• TASK LIST
**A)** Check each statement against the passage on the Filipino belen and answer yes or no for each, quoting the deciding words. (i) The belen that used to be at the COD building was moved to the Greenhills Shopping Center in 2003. (ii) The theme of that belen stays the same from year to year. (iii) Only schools take part in the "Belenismo sa Tarlac" contest.
**B)** Proceed with the passage on the Filipino belen, picking up right after its final sentence.

• EXCERPT TO READ
= Beginning of Section =
Another traditional Filipino Christmas symbol is the belen -- a creche or tableau representing the Nativity scene. Derived from the Spanish name for the town of Bethlehem, Belén, it depicts the infant Jesus Christ in the manger, surrounded by the Virgin Mary, St. Joseph, the shepherds, their flock, the Magi and some stable animals and angels. Belens can be seen in homes, churches, schools and even office buildings; the ones on office buildings can be extravagant, using different materials for the figures and using Christmas lights, parols, and painted background scenery. A notable outdoor belen in Metro Manila is the one that used to be at the COD building in Cubao, Quezon City. In 2003, the belen was transferred to the Greenhills Shopping Center in San Juan when the COD building closed down. This belen is a lights and sounds presentation, the story being narrated over speakers set up and most probably using automatons to make the figures move up and down, or turn, etc. Each year, the company owning it changes the theme, with variations such as a fairground story, and Santa Claus' journey. On the other hand, Tarlac, known as the "Belen Capital of the Philippines" holds the annual "Belenismo sa Tarlac". It is a belen making contest which is participated by establishments and residents in Tarlac. Giant versions of the belen with different themes are displayed in front of the establishments and roads of Tarlac for the rest of the Christmas season.
= End of Section =
• GIVEN ENTRIES
= Beginning of Section =
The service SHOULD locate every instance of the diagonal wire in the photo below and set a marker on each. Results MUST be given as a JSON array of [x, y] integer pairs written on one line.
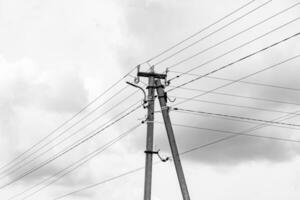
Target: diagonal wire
[[216, 31], [68, 149], [237, 48], [235, 117], [242, 78], [232, 132], [242, 82], [235, 35], [223, 139], [11, 170], [240, 96], [67, 121], [200, 31], [234, 105], [70, 168]]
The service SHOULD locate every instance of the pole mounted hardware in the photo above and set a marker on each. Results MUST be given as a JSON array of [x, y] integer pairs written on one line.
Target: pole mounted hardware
[[154, 84], [159, 156], [139, 87]]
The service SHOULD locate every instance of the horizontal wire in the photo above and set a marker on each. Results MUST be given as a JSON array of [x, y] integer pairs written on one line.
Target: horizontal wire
[[183, 153], [68, 149], [241, 96], [67, 121], [214, 32], [75, 165], [234, 105], [234, 36], [236, 117], [12, 170], [239, 60], [242, 82], [242, 78], [232, 132], [63, 132], [236, 48], [198, 32]]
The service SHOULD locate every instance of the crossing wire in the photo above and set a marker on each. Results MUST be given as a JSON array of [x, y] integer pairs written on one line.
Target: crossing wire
[[214, 32], [237, 48], [238, 60], [68, 149], [200, 31], [232, 132], [235, 35], [67, 121], [234, 105], [75, 165], [239, 96], [223, 139], [235, 117], [12, 170], [242, 78], [242, 82]]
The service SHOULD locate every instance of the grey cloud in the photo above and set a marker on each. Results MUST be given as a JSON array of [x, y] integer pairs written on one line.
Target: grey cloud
[[152, 23]]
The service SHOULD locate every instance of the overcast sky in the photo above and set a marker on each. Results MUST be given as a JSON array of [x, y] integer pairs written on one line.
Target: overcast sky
[[56, 56]]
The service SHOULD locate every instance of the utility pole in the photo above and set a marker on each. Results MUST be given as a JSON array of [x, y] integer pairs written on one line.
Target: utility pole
[[149, 142], [165, 113], [154, 82]]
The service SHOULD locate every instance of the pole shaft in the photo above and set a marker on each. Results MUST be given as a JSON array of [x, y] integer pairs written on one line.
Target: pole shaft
[[172, 141], [149, 142]]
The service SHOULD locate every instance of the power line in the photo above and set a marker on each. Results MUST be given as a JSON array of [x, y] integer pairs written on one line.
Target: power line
[[235, 35], [11, 170], [235, 117], [242, 82], [239, 60], [200, 31], [182, 153], [68, 149], [216, 31], [234, 105], [67, 121], [237, 48], [240, 96], [70, 168], [234, 133], [242, 78], [65, 131]]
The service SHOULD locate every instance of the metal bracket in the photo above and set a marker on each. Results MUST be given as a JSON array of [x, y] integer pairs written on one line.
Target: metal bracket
[[157, 153], [145, 96]]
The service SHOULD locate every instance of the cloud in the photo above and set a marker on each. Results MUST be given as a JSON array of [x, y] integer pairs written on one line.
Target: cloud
[[155, 24]]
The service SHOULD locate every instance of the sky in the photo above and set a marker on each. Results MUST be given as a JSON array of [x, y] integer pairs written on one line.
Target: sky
[[57, 56]]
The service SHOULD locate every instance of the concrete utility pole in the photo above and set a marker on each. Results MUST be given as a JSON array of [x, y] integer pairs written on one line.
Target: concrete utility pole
[[165, 112], [149, 143], [154, 82]]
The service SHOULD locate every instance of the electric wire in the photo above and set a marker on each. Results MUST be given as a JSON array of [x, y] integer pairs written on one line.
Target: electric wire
[[240, 96], [242, 78], [223, 139], [242, 82], [232, 132], [68, 149], [75, 165], [198, 32], [234, 105], [12, 170], [210, 34], [237, 48], [240, 59], [67, 121], [63, 132], [235, 117], [234, 36]]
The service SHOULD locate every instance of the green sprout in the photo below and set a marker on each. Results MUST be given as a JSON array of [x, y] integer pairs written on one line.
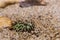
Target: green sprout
[[19, 26]]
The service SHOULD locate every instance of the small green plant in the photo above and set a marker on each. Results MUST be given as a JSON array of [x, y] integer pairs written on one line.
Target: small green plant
[[19, 26]]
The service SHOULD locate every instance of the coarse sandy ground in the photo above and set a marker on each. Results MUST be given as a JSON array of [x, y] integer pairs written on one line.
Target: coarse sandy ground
[[45, 18]]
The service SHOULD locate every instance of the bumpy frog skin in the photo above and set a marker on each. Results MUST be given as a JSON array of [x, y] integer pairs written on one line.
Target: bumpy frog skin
[[4, 3]]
= End of Section =
• SET OF ANSWERS
**A)**
(i) Yes: "In 2003, the belen was transferred to the Greenhills Shopping Center in San Juan when the COD building closed down."
(ii) No: "Each year, the company owning it changes the theme"
(iii) No: "It is a belen making contest which is participated by establishments and residents in Tarlac."

**B)**
In the Philippines, children in small groups go from house to house singing Christmas carols, which they called pangangaroling. Makeshift instruments include tambourines made with tansans (aluminum bottle caps) strung on a piece of wire. With the traditional chant of "Namamasko po!", these carolers wait expectantly for the homeowners to reward them with coins. Afterward, the carolers thank the generous homeowners by singing "Thank you, thank you, ang babait ninyo (you are so kind), thank you!"

An example of a traditional Filipino carol is a part of series known as "Maligayang Pasko", which was commonly called as "Sa maybahay ang aming bati":

Maligayang Pasko (Tagalog) Merry Christmas (English)
Sa maybahay, ang aming bati:
"Merry Christmas na maluwalhati!"
Ang pag-ibig, 'pag siya'y naghari
Araw-araw ay magiging Pasko lagi!!
Ang sanhi po, ng pagparito,
Ay hihingi po ng aguinaldo.
Kung sakaling, kami'y perwisyo;
Pasensya na kayo't kami'y namamasko!!
To the householder our greeting is:
"A Glorious Merry Christmas!"
If love should reign,
every day will be Christmas always!
The cause of our coming here
is to ask for gifts.
If it is so that we are a bother,
Do be patient as we're soliciting for Christmas!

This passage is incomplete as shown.